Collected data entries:
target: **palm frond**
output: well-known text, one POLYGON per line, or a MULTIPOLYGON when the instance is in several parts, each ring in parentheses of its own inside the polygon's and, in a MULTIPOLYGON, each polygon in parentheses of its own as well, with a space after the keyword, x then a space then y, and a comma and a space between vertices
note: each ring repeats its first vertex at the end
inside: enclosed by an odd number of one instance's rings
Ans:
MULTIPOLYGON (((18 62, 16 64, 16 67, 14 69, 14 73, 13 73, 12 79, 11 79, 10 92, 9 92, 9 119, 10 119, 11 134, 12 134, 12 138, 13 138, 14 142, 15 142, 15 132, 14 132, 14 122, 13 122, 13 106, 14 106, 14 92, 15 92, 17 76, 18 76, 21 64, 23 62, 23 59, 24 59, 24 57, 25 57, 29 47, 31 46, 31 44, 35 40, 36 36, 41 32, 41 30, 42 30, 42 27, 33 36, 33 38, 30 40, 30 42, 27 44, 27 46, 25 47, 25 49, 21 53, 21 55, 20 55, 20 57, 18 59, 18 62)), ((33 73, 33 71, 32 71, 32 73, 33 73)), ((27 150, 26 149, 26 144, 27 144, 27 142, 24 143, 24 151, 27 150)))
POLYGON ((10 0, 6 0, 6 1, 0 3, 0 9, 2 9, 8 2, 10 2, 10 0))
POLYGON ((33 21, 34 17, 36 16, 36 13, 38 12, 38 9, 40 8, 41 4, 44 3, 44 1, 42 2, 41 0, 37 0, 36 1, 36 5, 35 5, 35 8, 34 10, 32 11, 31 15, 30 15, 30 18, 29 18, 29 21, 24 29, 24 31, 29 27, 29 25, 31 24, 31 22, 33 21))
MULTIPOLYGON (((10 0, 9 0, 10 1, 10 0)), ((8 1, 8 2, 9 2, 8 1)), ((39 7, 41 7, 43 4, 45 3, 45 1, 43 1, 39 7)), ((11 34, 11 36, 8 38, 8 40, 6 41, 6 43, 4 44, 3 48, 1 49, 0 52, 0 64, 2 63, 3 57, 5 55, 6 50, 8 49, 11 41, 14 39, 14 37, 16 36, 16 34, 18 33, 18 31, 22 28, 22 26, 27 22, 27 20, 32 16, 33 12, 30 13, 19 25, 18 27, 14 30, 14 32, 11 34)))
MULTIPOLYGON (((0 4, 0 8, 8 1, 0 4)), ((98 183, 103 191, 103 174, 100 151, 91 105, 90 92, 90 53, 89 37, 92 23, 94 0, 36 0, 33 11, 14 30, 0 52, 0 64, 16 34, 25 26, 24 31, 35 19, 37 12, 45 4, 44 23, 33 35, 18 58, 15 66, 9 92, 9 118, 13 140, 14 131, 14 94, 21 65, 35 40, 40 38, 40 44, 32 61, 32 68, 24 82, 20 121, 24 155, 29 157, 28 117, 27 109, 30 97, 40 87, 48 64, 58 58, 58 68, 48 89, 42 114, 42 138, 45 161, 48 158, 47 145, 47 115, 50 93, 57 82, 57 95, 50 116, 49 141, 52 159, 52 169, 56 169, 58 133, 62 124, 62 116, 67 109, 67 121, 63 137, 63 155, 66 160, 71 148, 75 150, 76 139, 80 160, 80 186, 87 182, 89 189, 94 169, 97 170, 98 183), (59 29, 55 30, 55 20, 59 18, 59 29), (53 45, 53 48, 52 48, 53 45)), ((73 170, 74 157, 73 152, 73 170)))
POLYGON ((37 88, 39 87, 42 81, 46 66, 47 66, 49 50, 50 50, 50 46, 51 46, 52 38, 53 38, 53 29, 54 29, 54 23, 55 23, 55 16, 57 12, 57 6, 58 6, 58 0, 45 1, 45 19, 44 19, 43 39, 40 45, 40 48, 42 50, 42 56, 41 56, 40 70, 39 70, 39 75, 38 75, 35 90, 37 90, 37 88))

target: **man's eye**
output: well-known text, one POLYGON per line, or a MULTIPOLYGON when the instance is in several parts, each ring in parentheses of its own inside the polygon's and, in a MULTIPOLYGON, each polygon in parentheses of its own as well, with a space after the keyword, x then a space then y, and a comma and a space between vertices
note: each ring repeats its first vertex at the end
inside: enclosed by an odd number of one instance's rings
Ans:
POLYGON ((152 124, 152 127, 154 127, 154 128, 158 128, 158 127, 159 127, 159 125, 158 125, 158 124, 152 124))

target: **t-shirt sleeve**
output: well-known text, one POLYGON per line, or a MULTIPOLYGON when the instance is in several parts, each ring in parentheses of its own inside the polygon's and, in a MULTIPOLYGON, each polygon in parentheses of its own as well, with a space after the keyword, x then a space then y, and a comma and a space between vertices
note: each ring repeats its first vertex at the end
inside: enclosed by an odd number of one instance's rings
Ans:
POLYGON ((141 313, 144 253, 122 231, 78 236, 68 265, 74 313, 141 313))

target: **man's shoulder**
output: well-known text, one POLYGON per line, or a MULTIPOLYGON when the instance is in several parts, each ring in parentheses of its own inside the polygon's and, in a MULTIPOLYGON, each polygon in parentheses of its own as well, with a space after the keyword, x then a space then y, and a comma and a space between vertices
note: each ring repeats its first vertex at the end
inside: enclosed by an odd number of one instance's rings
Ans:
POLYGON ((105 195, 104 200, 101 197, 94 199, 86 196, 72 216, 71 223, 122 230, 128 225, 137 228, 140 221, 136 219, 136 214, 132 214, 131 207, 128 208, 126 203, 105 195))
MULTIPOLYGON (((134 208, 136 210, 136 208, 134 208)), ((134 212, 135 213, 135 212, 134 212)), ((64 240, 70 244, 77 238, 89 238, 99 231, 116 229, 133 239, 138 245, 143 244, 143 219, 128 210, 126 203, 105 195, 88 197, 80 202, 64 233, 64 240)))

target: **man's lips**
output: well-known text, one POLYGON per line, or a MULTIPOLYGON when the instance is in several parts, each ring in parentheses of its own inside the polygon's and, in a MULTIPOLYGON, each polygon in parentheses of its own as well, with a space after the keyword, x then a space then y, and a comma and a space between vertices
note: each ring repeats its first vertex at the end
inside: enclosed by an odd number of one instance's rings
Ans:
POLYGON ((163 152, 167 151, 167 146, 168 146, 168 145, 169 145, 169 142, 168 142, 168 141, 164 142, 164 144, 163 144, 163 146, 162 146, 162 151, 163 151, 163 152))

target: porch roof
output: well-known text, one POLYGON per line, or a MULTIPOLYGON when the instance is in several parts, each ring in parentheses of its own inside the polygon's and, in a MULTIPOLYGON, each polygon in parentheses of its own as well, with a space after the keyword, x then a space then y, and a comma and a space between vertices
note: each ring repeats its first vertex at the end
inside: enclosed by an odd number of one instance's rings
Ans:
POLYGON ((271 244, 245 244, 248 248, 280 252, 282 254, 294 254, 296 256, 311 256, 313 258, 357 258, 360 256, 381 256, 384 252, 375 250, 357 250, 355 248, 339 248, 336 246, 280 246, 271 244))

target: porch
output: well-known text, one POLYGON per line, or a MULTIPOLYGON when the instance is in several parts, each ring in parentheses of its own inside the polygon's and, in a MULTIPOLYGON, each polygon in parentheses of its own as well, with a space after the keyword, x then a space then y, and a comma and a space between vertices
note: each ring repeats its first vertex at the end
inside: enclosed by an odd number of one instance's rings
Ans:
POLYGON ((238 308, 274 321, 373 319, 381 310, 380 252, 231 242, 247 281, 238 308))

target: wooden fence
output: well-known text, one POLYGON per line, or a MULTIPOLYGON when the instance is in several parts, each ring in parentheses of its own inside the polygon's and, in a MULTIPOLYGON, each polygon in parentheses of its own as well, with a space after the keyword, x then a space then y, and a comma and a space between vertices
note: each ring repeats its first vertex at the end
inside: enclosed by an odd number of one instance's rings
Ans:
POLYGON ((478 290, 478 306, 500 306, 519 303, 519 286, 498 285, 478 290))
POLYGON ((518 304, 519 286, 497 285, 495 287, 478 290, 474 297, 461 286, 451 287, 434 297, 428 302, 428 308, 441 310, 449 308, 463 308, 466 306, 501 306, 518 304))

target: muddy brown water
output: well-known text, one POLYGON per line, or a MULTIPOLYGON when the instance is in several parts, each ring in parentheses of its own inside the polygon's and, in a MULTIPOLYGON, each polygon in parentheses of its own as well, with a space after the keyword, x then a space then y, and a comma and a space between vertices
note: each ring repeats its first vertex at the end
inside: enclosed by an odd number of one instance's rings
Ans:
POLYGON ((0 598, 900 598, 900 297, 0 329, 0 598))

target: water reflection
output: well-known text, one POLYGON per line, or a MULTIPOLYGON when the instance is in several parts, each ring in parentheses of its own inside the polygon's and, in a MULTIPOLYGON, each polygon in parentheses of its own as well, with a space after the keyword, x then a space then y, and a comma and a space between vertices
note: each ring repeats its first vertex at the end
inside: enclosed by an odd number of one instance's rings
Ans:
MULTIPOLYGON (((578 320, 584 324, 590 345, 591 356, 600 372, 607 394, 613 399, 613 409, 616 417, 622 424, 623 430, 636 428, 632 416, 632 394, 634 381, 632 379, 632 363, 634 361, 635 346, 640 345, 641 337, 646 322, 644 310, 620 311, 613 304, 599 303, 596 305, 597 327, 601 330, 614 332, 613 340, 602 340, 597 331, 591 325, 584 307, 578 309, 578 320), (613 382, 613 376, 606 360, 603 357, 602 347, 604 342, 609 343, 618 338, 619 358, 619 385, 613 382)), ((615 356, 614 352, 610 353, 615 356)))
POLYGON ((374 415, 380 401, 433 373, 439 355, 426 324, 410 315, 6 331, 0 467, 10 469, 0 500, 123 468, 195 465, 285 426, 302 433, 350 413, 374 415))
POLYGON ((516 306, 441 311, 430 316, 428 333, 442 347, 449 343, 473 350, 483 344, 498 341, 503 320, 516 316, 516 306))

---

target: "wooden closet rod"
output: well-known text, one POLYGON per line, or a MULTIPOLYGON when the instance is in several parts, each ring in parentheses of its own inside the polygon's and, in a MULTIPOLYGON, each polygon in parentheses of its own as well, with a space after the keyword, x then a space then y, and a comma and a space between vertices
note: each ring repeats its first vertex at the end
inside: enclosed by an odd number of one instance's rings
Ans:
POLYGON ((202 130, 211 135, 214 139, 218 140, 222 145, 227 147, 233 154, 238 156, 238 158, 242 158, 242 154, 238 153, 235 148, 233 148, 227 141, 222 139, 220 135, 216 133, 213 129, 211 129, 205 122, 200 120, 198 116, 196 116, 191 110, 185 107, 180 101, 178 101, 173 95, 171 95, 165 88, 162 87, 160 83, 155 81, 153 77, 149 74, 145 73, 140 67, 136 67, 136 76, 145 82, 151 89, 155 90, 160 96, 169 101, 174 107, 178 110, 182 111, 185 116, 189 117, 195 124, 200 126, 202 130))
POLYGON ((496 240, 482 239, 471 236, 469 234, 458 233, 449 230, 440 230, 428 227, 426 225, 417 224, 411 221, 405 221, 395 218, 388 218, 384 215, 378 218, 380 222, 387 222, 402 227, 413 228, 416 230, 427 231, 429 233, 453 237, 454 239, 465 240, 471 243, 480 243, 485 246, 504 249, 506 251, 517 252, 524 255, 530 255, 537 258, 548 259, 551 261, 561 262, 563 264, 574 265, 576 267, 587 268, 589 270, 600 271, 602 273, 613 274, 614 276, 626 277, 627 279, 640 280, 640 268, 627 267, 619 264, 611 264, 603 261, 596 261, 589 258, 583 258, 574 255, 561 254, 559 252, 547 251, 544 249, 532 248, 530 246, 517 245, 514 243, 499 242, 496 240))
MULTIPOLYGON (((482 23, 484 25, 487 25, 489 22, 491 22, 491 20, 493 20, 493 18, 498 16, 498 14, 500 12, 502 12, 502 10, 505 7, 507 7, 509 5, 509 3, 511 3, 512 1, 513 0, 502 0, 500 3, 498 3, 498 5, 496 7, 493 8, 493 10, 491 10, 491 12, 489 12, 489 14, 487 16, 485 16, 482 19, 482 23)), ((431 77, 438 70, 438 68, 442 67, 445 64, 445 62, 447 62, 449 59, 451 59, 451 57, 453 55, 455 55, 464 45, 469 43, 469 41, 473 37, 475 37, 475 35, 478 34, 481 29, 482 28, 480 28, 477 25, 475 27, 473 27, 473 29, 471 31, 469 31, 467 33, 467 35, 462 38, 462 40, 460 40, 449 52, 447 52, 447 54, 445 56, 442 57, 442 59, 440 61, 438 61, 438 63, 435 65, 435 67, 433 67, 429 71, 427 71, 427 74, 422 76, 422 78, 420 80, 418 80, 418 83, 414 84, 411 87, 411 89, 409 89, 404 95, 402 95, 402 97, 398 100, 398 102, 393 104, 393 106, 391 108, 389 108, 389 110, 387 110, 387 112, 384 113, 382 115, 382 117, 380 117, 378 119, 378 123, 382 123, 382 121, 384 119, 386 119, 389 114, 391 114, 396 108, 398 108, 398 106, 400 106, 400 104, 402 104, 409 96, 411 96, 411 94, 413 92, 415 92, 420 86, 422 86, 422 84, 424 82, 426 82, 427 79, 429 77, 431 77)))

Try it:
Going through the records, work out how many lines contain the word "water". Please answer with the number only.

Response to this task:
2